- _The request_: Can you copy the rows below word for word, covering every one of them?

= = = = =

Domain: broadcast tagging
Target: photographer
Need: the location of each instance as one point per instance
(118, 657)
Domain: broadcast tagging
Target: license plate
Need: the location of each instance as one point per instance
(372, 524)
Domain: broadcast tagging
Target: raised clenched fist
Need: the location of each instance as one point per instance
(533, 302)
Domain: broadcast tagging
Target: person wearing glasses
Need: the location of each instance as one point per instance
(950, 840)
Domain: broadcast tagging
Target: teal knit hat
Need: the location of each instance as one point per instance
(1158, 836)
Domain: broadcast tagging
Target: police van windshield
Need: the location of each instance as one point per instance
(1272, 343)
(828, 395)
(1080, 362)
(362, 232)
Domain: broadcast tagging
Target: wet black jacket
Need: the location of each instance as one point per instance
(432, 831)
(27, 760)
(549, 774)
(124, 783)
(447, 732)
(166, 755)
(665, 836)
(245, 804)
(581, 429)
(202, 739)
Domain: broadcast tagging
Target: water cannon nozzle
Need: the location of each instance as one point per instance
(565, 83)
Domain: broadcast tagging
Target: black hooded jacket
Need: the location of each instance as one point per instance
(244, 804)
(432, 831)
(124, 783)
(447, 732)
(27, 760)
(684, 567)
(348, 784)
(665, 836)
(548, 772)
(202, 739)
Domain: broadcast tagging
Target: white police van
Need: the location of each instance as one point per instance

= = = = =

- _Result of this task_:
Domain: broadcast tagging
Target: photographer
Need: the location of each instance as one point per instance
(118, 657)
Domain: broadcast tagging
Target: license plate
Need: the location of each instance as one point per instance
(372, 524)
Domain: broadcast tagging
Target: raised clenched fist
Need: the location of each instance as one point per instance
(533, 302)
Domain: broadcast tagging
Target: person wearing glasses
Need: the location of each instance as one point per instance
(950, 840)
Domain: broadcast tagging
Target: teal knit hat
Need: the location of each instance as one point per instance
(1158, 836)
Domain: broadcast tagging
Target: police van windshield
Need: the location of each instance as one point per instance
(1272, 343)
(828, 395)
(1080, 362)
(362, 232)
Domain: broadcast tagging
Target: wet black jacket
Need: the location of each instance as one point per instance
(432, 831)
(27, 760)
(549, 774)
(124, 783)
(447, 732)
(166, 755)
(665, 836)
(245, 804)
(581, 429)
(202, 739)
Domain: broadcast tagging
Target: water cannon nozzle
Need: the location of each instance as one point per instance
(565, 83)
Domain: broadcast tagging
Target: black hooded jacket
Need: the location of each instance as one point per instance
(244, 804)
(432, 831)
(124, 783)
(447, 732)
(27, 760)
(684, 567)
(348, 784)
(665, 836)
(548, 772)
(202, 739)
Domain: broadcast tagging
Target: white police van
Need: the location of each instance as one point per instance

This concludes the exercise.